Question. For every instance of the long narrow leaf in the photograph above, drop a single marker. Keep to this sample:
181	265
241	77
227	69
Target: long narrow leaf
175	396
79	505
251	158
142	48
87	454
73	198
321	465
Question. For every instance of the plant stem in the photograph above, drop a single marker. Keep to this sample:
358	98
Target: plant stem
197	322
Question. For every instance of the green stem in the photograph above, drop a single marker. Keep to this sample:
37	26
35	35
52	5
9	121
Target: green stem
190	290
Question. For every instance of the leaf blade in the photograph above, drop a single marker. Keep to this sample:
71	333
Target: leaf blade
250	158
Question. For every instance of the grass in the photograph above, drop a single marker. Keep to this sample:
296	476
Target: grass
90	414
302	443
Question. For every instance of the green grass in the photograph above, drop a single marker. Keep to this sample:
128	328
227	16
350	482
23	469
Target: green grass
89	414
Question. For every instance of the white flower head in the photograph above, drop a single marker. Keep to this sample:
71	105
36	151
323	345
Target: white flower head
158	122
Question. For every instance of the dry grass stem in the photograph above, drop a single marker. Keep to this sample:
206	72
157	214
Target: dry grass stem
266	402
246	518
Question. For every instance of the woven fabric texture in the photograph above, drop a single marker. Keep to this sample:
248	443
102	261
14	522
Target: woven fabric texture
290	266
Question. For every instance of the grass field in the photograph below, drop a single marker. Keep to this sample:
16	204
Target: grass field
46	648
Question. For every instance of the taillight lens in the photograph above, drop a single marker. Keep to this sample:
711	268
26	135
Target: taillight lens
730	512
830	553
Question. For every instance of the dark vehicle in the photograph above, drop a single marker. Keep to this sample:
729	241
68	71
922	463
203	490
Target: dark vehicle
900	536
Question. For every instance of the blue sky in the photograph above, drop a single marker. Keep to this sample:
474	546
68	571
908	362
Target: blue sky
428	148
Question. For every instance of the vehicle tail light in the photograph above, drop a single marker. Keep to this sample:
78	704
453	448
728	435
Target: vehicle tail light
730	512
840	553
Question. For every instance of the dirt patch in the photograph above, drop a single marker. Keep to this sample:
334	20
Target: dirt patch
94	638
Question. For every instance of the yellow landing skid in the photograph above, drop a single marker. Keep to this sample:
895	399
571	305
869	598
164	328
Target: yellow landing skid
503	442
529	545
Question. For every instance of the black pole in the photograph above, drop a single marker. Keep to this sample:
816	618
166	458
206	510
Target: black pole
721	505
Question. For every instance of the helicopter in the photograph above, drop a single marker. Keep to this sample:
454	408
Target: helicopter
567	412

(Short task)
Please output every line from the one containing "Question. For every instance of the black" through the end of the listing as a JSON list of strings, one string per line, with blank lines left out.

(The solution)
[
  "Question. For every instance of the black pole in the photograph above, drop a single marker. Keep to this sample:",
  "816\t618",
  "166\t458",
  "206\t510",
  "Target: black pole",
  "721\t505",
  "Question. For every instance of the helicopter in the photograph above, drop a single marker. Keep to this sample:",
  "454\t408",
  "Target: helicopter",
  "567\t412"
]